* PROBLEM: In the listing below, rewrite the lines from the line with "of the road" up to and including the line with "point(422, 460)", putting "unfinished roadway" in place of "road under construction" and changing nothing else.

* DATA SUPPLIED:

================

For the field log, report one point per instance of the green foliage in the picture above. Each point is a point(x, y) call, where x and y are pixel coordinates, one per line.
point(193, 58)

================

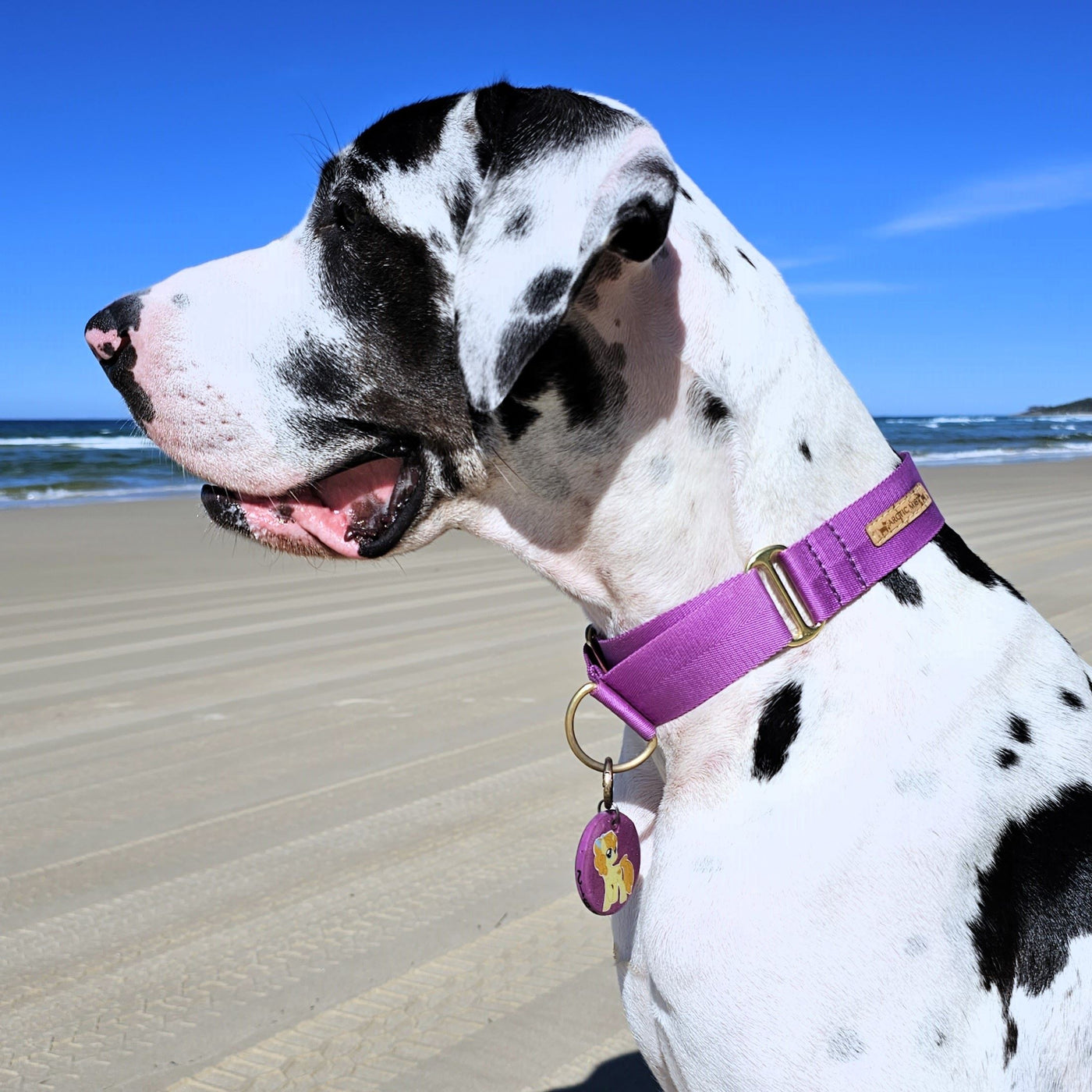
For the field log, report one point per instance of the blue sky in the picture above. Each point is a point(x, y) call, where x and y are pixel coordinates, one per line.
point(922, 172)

================

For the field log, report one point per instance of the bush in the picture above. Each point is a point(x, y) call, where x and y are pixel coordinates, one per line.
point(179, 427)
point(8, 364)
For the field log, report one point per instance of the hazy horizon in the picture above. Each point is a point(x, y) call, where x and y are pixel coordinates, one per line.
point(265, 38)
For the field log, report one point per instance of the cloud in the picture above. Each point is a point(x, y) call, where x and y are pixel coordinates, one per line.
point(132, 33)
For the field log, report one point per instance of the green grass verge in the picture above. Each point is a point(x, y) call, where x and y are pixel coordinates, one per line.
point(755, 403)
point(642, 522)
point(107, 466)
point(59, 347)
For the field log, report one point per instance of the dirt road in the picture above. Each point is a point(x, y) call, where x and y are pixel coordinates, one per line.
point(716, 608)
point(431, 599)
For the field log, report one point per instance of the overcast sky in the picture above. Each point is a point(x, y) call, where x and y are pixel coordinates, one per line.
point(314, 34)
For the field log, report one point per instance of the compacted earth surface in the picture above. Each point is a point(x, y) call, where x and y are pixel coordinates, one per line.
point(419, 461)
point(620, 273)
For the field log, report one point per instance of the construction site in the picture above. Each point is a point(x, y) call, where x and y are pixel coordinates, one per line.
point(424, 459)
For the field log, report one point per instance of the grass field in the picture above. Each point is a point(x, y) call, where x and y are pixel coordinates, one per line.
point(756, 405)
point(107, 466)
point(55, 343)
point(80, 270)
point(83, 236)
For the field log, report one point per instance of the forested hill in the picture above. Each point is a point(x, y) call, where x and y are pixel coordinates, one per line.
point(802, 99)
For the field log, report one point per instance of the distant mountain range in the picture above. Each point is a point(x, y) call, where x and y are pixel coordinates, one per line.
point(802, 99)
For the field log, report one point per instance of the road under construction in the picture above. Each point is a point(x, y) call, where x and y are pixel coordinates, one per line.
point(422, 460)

================

* REPLY TO THE EXERCISE:
For the field log, report one point per instance of the unfinished roadway in the picture above. Each point is a point(x, y) call, where x and y are pixel coordinates, one per line.
point(422, 460)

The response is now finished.